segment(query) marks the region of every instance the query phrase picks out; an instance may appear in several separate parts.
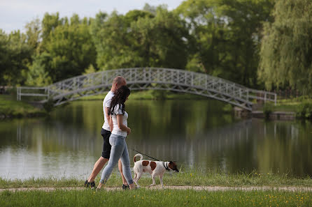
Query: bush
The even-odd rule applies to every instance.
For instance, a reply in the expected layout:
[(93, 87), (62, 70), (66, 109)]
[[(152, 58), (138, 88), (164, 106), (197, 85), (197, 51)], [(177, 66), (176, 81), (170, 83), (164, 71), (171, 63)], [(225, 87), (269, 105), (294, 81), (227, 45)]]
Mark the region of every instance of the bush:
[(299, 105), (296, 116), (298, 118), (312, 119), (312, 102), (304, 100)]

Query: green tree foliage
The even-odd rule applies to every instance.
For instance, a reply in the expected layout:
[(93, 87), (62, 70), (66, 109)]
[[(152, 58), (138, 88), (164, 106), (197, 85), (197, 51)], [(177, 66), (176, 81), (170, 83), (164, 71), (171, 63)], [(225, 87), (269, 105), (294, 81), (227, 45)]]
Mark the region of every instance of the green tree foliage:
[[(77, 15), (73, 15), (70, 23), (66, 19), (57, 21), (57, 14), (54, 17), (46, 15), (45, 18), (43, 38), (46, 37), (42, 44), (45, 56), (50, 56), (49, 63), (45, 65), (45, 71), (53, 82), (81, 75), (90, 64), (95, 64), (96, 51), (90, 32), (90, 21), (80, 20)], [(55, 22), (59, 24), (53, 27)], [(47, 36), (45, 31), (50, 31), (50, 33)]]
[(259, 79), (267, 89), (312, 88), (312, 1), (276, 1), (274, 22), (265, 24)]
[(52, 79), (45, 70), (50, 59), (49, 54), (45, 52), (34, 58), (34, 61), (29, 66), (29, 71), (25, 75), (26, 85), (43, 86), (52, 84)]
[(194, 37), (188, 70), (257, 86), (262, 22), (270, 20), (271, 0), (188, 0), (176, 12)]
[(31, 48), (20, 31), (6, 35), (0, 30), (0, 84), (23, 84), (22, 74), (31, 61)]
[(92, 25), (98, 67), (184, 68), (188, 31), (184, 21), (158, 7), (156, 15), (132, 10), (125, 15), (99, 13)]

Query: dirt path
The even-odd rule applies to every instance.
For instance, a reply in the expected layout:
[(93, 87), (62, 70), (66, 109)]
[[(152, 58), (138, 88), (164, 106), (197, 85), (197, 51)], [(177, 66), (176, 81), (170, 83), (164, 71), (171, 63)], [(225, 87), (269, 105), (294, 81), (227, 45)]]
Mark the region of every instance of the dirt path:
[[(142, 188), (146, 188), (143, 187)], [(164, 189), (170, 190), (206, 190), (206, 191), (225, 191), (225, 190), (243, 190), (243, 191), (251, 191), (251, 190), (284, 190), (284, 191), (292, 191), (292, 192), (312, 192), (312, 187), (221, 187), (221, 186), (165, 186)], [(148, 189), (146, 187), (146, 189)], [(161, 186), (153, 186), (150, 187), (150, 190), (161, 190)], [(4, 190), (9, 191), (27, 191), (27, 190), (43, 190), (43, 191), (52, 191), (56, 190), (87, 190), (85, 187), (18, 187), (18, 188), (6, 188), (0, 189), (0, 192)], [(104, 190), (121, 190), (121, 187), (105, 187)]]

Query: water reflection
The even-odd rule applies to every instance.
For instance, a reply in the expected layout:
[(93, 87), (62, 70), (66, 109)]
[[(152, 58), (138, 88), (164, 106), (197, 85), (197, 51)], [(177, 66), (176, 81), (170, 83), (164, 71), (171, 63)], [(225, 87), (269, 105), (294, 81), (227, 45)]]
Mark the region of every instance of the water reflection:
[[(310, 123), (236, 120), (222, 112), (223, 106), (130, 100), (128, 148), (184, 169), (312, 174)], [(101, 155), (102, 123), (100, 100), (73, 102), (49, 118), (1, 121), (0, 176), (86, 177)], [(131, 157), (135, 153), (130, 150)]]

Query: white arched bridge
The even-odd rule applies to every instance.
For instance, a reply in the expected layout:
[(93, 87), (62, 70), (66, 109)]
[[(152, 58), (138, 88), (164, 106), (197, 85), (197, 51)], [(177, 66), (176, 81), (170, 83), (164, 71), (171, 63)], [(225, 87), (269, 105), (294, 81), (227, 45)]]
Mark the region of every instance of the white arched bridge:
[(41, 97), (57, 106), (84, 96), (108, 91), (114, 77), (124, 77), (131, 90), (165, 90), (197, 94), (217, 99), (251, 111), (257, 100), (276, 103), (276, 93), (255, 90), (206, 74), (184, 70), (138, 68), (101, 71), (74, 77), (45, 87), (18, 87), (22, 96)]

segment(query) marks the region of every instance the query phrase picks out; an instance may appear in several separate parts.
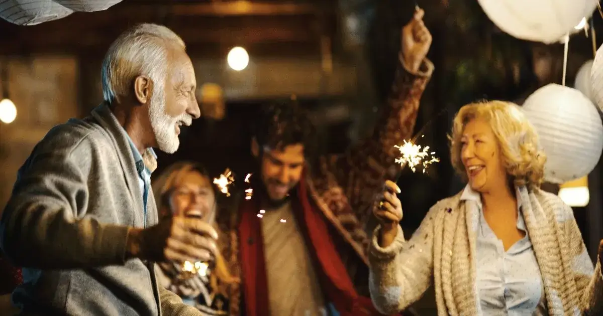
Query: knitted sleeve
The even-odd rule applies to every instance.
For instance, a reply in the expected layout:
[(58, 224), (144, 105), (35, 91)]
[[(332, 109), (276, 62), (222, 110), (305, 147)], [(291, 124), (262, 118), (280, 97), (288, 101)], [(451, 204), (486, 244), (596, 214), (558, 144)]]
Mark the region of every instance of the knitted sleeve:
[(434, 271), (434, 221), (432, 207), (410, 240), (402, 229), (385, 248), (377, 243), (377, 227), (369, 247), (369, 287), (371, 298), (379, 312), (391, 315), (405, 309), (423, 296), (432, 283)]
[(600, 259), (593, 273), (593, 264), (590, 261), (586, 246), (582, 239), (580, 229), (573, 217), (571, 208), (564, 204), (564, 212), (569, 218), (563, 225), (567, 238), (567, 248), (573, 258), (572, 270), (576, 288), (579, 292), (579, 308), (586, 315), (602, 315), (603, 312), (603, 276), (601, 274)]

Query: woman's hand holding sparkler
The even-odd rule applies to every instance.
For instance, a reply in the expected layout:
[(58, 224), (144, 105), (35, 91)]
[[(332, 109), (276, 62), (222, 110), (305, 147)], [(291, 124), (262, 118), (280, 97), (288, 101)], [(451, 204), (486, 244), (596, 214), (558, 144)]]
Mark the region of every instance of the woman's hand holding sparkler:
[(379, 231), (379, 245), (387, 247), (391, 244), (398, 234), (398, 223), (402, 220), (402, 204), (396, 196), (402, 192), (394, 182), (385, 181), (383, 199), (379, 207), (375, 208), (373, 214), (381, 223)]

======

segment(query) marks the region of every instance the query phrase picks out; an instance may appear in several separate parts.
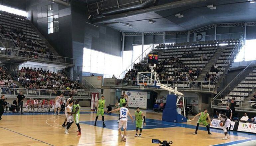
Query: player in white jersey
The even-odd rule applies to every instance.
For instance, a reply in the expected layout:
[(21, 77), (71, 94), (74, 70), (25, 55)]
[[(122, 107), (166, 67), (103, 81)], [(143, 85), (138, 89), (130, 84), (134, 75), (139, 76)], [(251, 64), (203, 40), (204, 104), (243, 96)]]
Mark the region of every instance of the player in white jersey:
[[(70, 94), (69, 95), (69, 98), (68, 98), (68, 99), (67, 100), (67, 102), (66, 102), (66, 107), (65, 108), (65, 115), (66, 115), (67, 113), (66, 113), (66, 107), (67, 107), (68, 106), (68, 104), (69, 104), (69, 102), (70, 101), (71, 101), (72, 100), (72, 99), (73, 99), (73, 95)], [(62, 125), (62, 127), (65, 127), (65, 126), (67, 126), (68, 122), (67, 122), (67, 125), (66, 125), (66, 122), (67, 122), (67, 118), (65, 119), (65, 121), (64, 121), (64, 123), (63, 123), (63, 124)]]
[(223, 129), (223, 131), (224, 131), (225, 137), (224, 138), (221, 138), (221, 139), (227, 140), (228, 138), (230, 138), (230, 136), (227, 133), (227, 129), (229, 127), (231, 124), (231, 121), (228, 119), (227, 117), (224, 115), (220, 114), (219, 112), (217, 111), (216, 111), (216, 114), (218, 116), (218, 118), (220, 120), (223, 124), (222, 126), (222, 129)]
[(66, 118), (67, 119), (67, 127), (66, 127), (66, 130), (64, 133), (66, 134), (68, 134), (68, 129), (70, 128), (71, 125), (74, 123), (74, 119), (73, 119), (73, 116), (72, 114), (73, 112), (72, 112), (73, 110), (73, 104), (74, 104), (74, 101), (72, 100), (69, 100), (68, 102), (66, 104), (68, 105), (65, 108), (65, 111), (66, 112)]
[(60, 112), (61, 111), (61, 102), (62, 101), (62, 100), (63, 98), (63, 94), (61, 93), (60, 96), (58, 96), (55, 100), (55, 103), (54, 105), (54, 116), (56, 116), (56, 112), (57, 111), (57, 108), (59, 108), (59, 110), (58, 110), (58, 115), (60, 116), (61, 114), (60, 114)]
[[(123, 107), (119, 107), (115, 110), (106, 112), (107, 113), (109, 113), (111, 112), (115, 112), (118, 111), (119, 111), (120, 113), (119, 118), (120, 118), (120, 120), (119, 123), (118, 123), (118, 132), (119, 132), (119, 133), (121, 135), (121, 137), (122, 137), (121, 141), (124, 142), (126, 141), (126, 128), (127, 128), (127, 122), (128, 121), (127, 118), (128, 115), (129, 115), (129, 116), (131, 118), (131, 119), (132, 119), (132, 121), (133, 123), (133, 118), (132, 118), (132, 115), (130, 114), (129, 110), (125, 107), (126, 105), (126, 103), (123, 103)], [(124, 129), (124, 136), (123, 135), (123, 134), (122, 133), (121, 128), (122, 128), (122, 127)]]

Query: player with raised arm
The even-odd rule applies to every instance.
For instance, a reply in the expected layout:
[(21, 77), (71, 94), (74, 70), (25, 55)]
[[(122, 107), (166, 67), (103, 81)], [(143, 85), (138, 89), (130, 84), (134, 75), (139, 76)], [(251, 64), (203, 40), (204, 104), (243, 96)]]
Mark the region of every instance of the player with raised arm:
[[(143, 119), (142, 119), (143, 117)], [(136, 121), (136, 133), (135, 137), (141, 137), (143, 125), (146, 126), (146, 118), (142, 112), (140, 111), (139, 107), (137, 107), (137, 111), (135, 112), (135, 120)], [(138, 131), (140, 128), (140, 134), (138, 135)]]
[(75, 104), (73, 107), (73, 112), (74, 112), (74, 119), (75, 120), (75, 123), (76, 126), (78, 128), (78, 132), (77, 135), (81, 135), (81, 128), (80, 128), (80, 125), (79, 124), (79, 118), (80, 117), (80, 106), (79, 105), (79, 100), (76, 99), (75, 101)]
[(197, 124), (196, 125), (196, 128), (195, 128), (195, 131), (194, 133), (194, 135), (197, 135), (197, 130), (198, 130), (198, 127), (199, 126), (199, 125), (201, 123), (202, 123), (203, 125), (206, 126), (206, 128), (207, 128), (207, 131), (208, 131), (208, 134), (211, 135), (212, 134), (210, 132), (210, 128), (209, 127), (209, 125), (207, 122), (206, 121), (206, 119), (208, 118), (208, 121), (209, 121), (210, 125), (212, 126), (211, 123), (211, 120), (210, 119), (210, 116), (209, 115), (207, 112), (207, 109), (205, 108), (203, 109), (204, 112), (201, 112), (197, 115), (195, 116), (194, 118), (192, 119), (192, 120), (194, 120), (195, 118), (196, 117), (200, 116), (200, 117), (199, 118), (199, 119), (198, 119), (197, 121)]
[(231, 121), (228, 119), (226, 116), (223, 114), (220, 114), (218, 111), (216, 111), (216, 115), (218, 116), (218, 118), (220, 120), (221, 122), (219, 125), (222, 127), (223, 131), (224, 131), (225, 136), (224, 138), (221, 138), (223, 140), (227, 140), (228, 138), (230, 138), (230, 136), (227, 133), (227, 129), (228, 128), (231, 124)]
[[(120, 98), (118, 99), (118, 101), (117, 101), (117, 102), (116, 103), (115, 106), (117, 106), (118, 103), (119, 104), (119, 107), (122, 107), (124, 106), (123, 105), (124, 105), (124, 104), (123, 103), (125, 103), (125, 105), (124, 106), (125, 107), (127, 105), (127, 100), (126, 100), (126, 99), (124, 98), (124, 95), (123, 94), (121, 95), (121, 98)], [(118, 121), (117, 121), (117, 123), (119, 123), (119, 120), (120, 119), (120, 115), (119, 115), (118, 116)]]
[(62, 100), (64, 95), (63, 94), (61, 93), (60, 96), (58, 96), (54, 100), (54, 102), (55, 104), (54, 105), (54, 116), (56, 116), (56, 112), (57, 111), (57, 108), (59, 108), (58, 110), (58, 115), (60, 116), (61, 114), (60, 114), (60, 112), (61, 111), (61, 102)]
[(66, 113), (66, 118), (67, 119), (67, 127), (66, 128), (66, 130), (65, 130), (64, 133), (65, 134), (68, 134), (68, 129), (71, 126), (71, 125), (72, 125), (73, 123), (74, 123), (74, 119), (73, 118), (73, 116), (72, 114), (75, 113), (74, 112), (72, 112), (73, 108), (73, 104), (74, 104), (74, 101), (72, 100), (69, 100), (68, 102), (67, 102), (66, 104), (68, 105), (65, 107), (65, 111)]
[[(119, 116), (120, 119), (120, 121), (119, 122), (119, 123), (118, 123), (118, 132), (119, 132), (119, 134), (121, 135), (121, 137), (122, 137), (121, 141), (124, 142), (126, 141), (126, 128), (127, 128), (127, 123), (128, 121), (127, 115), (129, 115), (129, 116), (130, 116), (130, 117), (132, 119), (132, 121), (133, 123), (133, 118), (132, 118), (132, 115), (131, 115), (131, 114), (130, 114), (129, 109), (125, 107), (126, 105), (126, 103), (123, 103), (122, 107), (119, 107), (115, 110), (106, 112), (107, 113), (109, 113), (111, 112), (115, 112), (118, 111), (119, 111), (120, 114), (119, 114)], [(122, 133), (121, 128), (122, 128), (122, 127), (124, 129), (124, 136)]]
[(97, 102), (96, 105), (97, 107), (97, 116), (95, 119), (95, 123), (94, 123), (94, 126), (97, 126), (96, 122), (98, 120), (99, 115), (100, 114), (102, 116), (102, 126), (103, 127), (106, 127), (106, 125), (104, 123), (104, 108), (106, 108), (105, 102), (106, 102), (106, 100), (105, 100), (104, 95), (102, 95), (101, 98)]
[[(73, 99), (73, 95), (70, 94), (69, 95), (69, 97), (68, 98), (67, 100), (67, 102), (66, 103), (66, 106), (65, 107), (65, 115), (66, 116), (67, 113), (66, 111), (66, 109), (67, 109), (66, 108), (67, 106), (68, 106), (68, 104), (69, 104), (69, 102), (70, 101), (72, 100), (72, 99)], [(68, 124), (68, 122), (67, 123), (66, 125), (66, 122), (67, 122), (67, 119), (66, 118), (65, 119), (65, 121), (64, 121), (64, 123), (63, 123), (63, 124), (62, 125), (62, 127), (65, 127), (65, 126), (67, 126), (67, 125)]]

======

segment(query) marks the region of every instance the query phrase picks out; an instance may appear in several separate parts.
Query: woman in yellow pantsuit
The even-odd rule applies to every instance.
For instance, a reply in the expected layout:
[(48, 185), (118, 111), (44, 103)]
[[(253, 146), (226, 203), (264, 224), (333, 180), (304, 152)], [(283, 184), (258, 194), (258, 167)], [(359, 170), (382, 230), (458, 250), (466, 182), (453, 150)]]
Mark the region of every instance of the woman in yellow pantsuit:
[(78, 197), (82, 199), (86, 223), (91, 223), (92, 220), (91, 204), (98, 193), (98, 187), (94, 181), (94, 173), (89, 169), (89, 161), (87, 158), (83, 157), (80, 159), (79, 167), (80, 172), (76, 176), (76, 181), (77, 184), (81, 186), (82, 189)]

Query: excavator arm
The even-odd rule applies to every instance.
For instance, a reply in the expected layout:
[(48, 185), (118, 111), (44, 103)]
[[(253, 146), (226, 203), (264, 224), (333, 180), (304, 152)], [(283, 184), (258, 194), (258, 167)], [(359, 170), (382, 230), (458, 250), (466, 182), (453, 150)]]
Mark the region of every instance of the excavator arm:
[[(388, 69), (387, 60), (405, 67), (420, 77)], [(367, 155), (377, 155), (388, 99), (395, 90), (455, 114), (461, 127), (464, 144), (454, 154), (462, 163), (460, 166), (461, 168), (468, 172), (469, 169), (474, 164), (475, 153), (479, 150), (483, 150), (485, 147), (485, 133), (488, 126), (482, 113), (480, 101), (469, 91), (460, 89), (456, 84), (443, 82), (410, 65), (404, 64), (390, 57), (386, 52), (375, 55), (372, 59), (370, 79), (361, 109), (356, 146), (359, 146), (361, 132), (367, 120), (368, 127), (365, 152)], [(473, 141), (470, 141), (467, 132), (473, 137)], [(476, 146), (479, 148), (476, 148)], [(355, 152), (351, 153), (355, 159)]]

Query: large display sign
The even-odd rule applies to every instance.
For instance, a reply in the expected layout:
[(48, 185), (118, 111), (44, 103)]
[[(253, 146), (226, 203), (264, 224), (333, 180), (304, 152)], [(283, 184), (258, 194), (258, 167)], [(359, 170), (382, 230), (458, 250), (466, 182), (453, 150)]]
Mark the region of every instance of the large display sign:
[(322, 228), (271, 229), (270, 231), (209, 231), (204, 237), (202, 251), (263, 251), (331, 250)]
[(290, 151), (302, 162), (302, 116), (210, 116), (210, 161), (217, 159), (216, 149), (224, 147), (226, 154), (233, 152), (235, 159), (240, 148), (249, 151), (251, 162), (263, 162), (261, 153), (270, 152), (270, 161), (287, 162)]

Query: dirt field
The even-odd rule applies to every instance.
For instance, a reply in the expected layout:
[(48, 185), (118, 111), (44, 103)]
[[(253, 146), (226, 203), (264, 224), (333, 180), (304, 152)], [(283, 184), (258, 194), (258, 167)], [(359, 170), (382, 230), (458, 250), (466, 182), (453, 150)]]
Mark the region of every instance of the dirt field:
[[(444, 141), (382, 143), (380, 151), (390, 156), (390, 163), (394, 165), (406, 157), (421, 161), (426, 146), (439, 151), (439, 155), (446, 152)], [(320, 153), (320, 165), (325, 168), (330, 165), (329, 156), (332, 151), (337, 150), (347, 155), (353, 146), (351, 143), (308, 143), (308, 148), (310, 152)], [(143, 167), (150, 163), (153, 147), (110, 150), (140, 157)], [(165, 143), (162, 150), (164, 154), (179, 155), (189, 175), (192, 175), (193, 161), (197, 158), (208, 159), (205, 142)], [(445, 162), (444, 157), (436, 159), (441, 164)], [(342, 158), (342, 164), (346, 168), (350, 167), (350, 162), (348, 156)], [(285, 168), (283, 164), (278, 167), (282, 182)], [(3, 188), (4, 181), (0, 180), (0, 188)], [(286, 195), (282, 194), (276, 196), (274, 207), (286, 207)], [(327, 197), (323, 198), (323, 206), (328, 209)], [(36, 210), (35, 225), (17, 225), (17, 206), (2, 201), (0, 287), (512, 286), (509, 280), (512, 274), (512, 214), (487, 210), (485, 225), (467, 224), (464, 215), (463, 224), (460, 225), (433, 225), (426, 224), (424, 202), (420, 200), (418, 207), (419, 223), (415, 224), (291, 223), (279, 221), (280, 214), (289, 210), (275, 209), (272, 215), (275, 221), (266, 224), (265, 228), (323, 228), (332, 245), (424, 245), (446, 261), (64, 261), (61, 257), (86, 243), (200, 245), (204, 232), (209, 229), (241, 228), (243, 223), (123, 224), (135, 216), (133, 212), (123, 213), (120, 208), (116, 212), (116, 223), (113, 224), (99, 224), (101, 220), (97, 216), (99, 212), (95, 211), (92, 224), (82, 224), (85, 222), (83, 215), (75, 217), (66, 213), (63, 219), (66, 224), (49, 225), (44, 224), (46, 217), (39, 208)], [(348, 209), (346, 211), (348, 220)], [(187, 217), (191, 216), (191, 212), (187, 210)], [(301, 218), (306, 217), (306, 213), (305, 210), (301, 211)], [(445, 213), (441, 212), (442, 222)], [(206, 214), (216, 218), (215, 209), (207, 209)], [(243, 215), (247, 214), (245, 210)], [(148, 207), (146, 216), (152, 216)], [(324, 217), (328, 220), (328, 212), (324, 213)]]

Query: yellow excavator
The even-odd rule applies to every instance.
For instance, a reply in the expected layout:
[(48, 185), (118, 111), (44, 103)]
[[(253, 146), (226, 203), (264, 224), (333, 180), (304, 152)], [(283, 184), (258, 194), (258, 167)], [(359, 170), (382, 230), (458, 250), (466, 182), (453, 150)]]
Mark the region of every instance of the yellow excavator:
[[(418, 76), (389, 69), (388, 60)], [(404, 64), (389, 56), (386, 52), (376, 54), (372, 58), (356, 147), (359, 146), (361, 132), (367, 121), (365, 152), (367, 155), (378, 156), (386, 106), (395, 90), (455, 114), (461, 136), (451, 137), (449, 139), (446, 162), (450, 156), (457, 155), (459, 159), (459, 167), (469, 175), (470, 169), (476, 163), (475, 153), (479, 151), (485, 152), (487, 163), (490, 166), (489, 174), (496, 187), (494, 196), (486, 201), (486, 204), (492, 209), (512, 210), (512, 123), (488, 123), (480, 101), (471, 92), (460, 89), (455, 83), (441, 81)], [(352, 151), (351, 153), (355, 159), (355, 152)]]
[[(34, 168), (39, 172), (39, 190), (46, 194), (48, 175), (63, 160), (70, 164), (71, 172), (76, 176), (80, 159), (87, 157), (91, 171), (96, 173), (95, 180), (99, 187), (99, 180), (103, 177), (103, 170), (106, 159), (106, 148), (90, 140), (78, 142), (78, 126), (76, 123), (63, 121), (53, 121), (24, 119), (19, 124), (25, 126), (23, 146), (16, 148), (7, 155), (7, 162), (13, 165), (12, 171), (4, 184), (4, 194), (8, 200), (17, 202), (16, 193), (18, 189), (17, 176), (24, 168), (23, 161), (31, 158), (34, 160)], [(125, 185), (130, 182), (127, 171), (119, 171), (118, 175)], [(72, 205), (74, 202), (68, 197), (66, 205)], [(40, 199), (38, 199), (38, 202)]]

======

REQUIRED TASK>
In how many lines of the records does the string "woman" appear? Reply with the number alone.

EXPECTED ANSWER>
4